*SOURCE MATERIAL*
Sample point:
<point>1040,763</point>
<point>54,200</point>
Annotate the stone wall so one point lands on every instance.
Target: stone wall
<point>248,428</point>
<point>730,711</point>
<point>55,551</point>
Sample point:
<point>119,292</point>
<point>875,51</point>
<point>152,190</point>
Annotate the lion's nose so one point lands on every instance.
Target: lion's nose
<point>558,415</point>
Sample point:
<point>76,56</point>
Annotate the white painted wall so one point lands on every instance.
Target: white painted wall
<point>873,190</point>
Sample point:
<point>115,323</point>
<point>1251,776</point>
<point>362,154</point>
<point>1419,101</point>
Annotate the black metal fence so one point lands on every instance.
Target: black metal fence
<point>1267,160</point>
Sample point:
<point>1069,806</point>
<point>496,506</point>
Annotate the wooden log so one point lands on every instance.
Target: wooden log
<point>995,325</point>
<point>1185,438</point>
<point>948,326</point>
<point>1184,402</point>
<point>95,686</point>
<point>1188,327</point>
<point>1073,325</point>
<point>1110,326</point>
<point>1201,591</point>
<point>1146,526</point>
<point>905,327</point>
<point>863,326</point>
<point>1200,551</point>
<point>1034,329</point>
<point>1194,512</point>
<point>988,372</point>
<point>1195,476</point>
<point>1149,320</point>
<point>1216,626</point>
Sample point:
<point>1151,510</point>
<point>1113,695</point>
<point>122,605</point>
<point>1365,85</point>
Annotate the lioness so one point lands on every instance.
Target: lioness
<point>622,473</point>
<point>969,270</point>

*TASK GOAL*
When you copy the data, keep every line word for word.

*PROBLEM SOLUTION*
Sample point:
<point>1040,763</point>
<point>54,200</point>
Annotate the stone wall so one point lands on every instance.
Target: stone wall
<point>248,428</point>
<point>730,711</point>
<point>55,551</point>
Sample point:
<point>119,292</point>
<point>875,51</point>
<point>152,190</point>
Annotate the lion's nose so one point lands on every instance.
Target: lion's nose
<point>558,415</point>
Sample point:
<point>76,56</point>
Annotate the white painted wall so one point lands on every instance.
Target: white painted wall
<point>873,190</point>
Sample point:
<point>115,323</point>
<point>1251,776</point>
<point>362,154</point>
<point>1419,101</point>
Annotate the black metal fence so one point lands on every instance.
Target: black metal fence
<point>1267,160</point>
Sample point:
<point>1069,806</point>
<point>496,506</point>
Annotate the wooden log so one point lands on every instance.
Target: wooden log
<point>995,325</point>
<point>1185,438</point>
<point>948,326</point>
<point>1184,402</point>
<point>95,686</point>
<point>1188,327</point>
<point>1073,325</point>
<point>1110,326</point>
<point>1201,591</point>
<point>1146,526</point>
<point>905,327</point>
<point>863,326</point>
<point>1200,551</point>
<point>1034,329</point>
<point>1194,512</point>
<point>988,372</point>
<point>1195,476</point>
<point>1149,320</point>
<point>1216,626</point>
Sample point:
<point>1151,510</point>
<point>1113,695</point>
<point>122,605</point>
<point>1365,85</point>
Annotate the lioness so one point lands on every instance.
Target: lioness
<point>622,473</point>
<point>969,270</point>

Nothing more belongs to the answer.